Set the listing down again, exactly as it stands below.

+ + +

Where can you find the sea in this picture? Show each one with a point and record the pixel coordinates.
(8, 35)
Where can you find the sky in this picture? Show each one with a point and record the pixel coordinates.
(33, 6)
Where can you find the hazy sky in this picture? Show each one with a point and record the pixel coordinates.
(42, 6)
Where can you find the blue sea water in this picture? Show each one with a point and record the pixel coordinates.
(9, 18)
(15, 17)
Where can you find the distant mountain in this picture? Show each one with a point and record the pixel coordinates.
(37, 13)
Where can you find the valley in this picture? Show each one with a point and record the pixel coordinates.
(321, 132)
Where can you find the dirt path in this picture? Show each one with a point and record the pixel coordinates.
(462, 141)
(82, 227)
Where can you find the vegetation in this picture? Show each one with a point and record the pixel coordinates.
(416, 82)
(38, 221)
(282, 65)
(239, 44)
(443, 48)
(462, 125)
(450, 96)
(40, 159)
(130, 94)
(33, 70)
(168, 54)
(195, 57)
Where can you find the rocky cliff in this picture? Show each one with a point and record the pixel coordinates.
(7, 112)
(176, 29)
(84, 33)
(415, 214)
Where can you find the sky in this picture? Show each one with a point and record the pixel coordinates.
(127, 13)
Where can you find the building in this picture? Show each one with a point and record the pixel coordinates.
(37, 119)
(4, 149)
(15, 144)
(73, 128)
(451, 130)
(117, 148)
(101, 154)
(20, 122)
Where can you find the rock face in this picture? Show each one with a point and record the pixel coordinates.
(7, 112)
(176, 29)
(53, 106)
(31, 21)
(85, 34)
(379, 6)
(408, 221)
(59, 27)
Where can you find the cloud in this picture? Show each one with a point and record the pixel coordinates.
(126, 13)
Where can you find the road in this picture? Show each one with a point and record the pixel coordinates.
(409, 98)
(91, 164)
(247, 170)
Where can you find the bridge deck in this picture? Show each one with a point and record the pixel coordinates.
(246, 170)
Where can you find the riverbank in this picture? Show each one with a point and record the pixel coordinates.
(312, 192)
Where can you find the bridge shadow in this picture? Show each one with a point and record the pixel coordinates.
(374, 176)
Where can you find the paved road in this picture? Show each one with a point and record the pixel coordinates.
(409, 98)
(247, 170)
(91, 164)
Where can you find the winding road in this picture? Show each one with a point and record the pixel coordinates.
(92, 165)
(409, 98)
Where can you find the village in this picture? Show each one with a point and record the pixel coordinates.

+ + +

Exercise result:
Where can you find the sea in this picture? Show each one with a point and record the pixel coordinates.
(8, 35)
Where can you find the sky in this picture? Show each one with a point and record the pixel coordinates.
(33, 6)
Where can you find the hazy sky in this picture? Show each one with a point and record the pixel coordinates.
(42, 6)
Where can you find the blue sea water in this picture? Show each one with a point and record the pixel coordinates.
(9, 18)
(15, 17)
Where can you find the distant mountain in this picture? Show each one with a point and record the pixel coordinates.
(37, 13)
Where can you find the valley in this picture? Show each one with a point and record the pixel coordinates.
(321, 132)
Where can you find the dirt path in this picture? Show each one with a point and record the pixel coordinates.
(462, 141)
(82, 227)
Where can you find the vegetation in this picture? Show each one with a point and record the pixel coordinates.
(416, 82)
(38, 221)
(282, 65)
(239, 44)
(443, 48)
(462, 125)
(450, 96)
(40, 159)
(130, 94)
(33, 70)
(168, 54)
(195, 57)
Where can you find the rocky cliff in this picture? Show each one with a point and record the pixel coordinates.
(7, 112)
(176, 29)
(84, 33)
(415, 214)
Where can you find the sky in this picture? Show each one with a point and record the pixel coordinates.
(127, 13)
Where can you find the building in this picture? Show each one with a point and record the pixel coordinates.
(37, 119)
(4, 149)
(15, 144)
(73, 128)
(451, 130)
(117, 148)
(101, 154)
(20, 122)
Where can you find the rock face in this picture? Show each one with a point and record the pixel coordinates.
(7, 112)
(176, 29)
(53, 106)
(31, 21)
(85, 34)
(379, 6)
(408, 221)
(59, 27)
Where can you find the cloud in this picture? Show each one with a point and record the pixel coordinates.
(126, 13)
Where can you find the road in this picture? Show each one with a point and record the pixel coordinates.
(409, 98)
(91, 164)
(247, 170)
Where can you find the bridge deck in this picture? Show each one with a point and record the pixel coordinates.
(246, 170)
Where can you find the riverbank in this picture? Show each one with a point and record the pixel coordinates.
(312, 192)
Where can you find the bridge shadow in this picture? Show each one with a point and record the pixel coordinates.
(374, 176)
Where can you find the paved road in this picture? Show each one with a point and record the pixel coordinates.
(409, 98)
(247, 170)
(91, 164)
Where can you find the winding road in this picture? Show each one with a point and record the pixel coordinates.
(92, 165)
(409, 98)
Where can you find the village in this picture? Show each one with a point and record the pixel coordinates.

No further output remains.